#### YOUR TASK:
Copy out word for word the stretch from the beginning of the items below through the line that contains "positive clicks: (194, 479)", omitting the pictures.

#### DATA RECORDS:

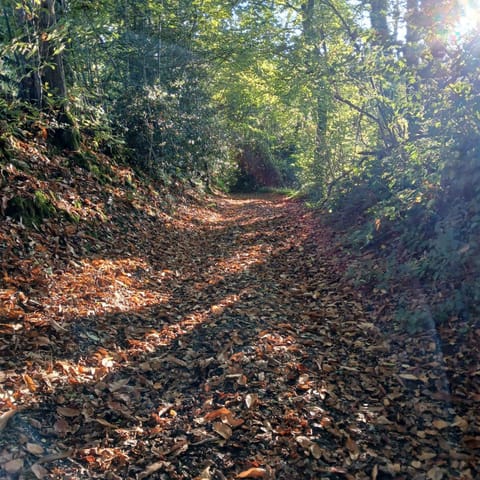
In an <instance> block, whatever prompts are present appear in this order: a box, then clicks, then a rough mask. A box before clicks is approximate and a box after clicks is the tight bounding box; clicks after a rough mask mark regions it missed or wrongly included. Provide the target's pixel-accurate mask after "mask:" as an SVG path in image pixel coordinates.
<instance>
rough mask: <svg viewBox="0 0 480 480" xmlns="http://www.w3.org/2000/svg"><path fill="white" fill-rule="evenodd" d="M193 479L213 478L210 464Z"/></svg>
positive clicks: (194, 479)
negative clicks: (212, 476) (201, 471)
mask: <svg viewBox="0 0 480 480" xmlns="http://www.w3.org/2000/svg"><path fill="white" fill-rule="evenodd" d="M193 480H212V473H211V472H210V465H209V466H208V467H207V468H205V469H203V470H202V473H200V475H198V476H197V477H195V478H194V479H193Z"/></svg>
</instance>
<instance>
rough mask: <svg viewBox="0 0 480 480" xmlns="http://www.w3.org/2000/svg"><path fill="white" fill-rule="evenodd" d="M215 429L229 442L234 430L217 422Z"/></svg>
mask: <svg viewBox="0 0 480 480" xmlns="http://www.w3.org/2000/svg"><path fill="white" fill-rule="evenodd" d="M213 429H214V430H215V431H216V432H217V433H218V434H219V435H220V436H221V437H223V438H224V439H225V440H228V439H229V438H230V437H231V436H232V434H233V432H232V429H231V428H230V427H229V426H228V425H226V424H225V423H221V422H216V423H214V424H213Z"/></svg>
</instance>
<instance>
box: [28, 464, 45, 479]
mask: <svg viewBox="0 0 480 480" xmlns="http://www.w3.org/2000/svg"><path fill="white" fill-rule="evenodd" d="M31 470H32V472H33V473H34V475H35V476H36V477H37V478H38V480H43V479H44V478H45V477H46V476H47V475H48V470H47V469H46V468H45V467H42V465H40V464H39V463H34V464H33V465H32V466H31Z"/></svg>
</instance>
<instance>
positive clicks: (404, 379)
mask: <svg viewBox="0 0 480 480" xmlns="http://www.w3.org/2000/svg"><path fill="white" fill-rule="evenodd" d="M399 377H400V378H403V379H404V380H414V381H418V380H420V378H418V377H417V376H416V375H413V374H412V373H401V374H400V375H399Z"/></svg>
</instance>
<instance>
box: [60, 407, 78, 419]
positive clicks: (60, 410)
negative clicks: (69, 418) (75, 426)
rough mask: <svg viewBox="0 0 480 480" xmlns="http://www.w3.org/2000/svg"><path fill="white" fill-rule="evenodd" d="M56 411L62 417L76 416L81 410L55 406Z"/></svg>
mask: <svg viewBox="0 0 480 480" xmlns="http://www.w3.org/2000/svg"><path fill="white" fill-rule="evenodd" d="M57 413H58V414H59V415H62V416H63V417H78V416H79V415H80V413H81V412H80V410H79V409H78V408H69V407H57Z"/></svg>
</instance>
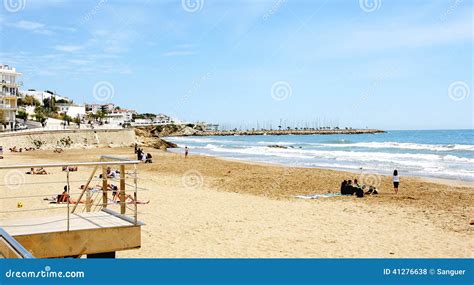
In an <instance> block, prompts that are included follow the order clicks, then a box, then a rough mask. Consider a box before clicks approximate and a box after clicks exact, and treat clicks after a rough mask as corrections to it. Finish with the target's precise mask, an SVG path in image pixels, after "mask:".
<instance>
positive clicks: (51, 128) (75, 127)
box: [0, 108, 123, 135]
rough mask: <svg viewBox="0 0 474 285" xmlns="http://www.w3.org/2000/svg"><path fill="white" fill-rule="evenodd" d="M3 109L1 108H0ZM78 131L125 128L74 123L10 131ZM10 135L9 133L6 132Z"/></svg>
mask: <svg viewBox="0 0 474 285" xmlns="http://www.w3.org/2000/svg"><path fill="white" fill-rule="evenodd" d="M0 109H1V108H0ZM65 130H66V131H76V130H123V127H122V126H115V125H107V126H94V127H92V128H91V127H90V126H89V125H86V124H83V125H81V126H80V128H78V127H77V125H75V124H72V123H71V126H46V127H44V128H42V127H39V128H33V129H25V130H15V131H13V130H11V132H9V133H12V132H13V133H38V132H63V131H65ZM5 135H8V134H5Z"/></svg>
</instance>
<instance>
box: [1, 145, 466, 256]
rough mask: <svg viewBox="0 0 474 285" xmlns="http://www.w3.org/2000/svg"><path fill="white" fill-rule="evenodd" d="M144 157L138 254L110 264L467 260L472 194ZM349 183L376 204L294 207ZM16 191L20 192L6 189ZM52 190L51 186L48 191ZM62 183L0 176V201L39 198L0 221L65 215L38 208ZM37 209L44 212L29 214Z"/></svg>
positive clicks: (22, 178) (23, 161)
mask: <svg viewBox="0 0 474 285" xmlns="http://www.w3.org/2000/svg"><path fill="white" fill-rule="evenodd" d="M147 151H150V152H152V154H153V156H154V164H151V165H145V164H141V165H140V166H139V169H138V171H139V175H140V180H139V186H140V187H143V188H146V189H149V191H143V192H140V193H139V199H140V200H150V201H151V202H150V204H149V205H141V206H139V219H140V220H141V221H143V222H145V223H146V226H144V227H143V228H142V233H143V235H142V248H141V249H139V250H130V251H124V252H120V253H118V257H152V258H153V257H198V258H199V257H394V258H400V257H402V258H404V257H426V258H430V257H433V258H436V257H469V258H472V257H473V252H474V243H473V239H472V234H473V231H474V226H470V225H469V222H470V221H471V220H472V219H474V214H473V213H474V212H473V208H474V207H473V203H472V201H473V198H474V191H473V190H474V187H473V186H472V184H468V185H465V183H461V182H458V181H447V182H446V181H441V182H440V181H436V182H429V181H426V179H419V178H406V177H402V181H401V189H400V193H399V194H398V195H395V194H393V190H392V186H391V182H390V177H383V176H376V175H370V174H360V173H359V174H356V173H348V172H340V171H332V170H321V169H302V168H284V167H279V166H271V165H257V164H250V163H243V162H235V161H226V160H221V159H216V158H210V157H204V156H191V157H189V159H186V160H185V159H183V157H182V156H180V155H177V154H172V153H164V152H160V151H157V150H147ZM132 153H133V150H132V149H131V148H113V149H112V148H101V149H99V148H97V149H89V150H66V151H65V153H63V154H54V153H52V152H51V151H35V152H28V153H21V154H11V153H6V154H5V159H3V160H0V165H6V164H19V163H21V164H26V163H43V162H48V163H49V162H60V161H61V162H63V161H75V162H77V161H96V160H97V159H98V157H99V156H100V155H103V154H109V155H110V154H113V155H119V156H125V157H130V158H132V157H133V155H132ZM79 170H80V171H79V172H77V173H72V177H71V179H72V180H73V181H77V182H74V183H73V189H77V187H78V186H79V185H80V184H84V181H85V180H86V179H87V177H88V176H89V174H90V168H86V167H84V168H80V169H79ZM354 178H359V179H360V180H364V179H365V180H371V181H373V182H375V183H379V184H380V187H379V189H380V192H381V193H380V195H377V196H366V197H364V198H362V199H358V198H356V197H335V198H322V199H318V200H300V199H296V198H294V195H305V194H315V193H327V192H334V193H337V192H339V184H340V182H341V181H342V180H343V179H354ZM14 181H20V182H21V183H23V186H22V187H20V188H18V189H12V188H7V187H6V186H5V185H4V184H5V182H14ZM53 181H56V182H58V181H59V182H58V183H56V184H49V183H48V182H53ZM64 181H65V173H63V172H61V170H60V169H52V173H51V174H49V175H46V176H28V175H23V174H22V173H19V172H11V171H0V185H2V186H1V187H0V195H1V197H18V196H39V197H31V198H14V199H0V211H2V212H3V211H16V210H19V211H20V212H14V213H8V214H5V213H2V214H0V220H1V219H11V218H18V217H26V216H32V215H51V214H52V213H56V214H64V213H65V209H53V208H52V209H48V208H49V207H48V204H47V202H45V201H43V200H42V197H50V196H53V195H55V194H58V193H59V192H60V191H61V189H62V187H63V186H64ZM128 182H129V183H131V181H128ZM28 183H34V184H28ZM462 186H464V187H462ZM466 186H467V187H466ZM74 191H78V190H74ZM74 191H73V192H74ZM73 197H74V195H73ZM76 197H77V195H76ZM19 201H21V202H22V203H23V205H24V206H23V208H21V209H18V208H17V202H19ZM35 208H47V209H48V210H45V211H39V212H38V211H32V212H29V211H28V210H31V209H35ZM0 224H1V222H0ZM0 226H1V225H0Z"/></svg>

#### ANSWER TO THE PROBLEM:
In an <instance> block, whatever prompts are present appear in this order: a box, then clicks, then a rough mask. A box before clicks is approximate and a box after clicks is the tight bounding box; clicks after a rough mask mark regions it missed or wrongly included. Provide the target's pixel-accurate mask after "mask:" as an SVG path in image pixel coordinates.
<instance>
rough mask: <svg viewBox="0 0 480 480" xmlns="http://www.w3.org/2000/svg"><path fill="white" fill-rule="evenodd" d="M193 479L213 478L210 464Z"/></svg>
positive clicks: (194, 479)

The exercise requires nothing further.